▶ **MATERIAL TO PROCESS**:
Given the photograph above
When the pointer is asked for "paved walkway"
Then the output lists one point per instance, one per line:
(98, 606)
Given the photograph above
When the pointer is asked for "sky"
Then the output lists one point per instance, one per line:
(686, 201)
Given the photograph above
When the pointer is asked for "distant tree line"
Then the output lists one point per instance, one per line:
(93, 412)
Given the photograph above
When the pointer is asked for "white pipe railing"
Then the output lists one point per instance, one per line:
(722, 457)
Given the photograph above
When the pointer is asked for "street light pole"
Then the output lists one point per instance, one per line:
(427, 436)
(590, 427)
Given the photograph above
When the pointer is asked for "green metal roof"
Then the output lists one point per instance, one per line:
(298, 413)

▶ **TASK STATEMENT**: Please give every line of all the records above as a numbered list, leaving out any blank lines.

▶ **ANSWER TO THIS TASK**:
1. Given the photograph above
2. When the pointer is asked for "paved walkway"
3. Then the output lists one point per instance, one per line:
4. (98, 606)
5. Given the photograph above
6. When the pointer is asked for "sky"
7. Then the output lists one point per instance, one per line:
8. (686, 201)
9. Given the photograph above
10. When the pointer is asked for "distant tree line"
11. Then the output lists one point per instance, one per line:
12. (93, 412)
13. Given the photograph above
14. When the pointer is asked for "white pipe railing"
15. Then the output lists one point per instance, one per line:
16. (722, 457)
17. Given the photograph above
18. When the pointer is asked for "street light pole"
19. Then the output lists one point per instance, one per line:
20. (427, 436)
21. (590, 427)
22. Given the photograph above
23. When the pointer is asked for "green metal roof"
24. Then the output lists one point per instance, one per line:
25. (298, 413)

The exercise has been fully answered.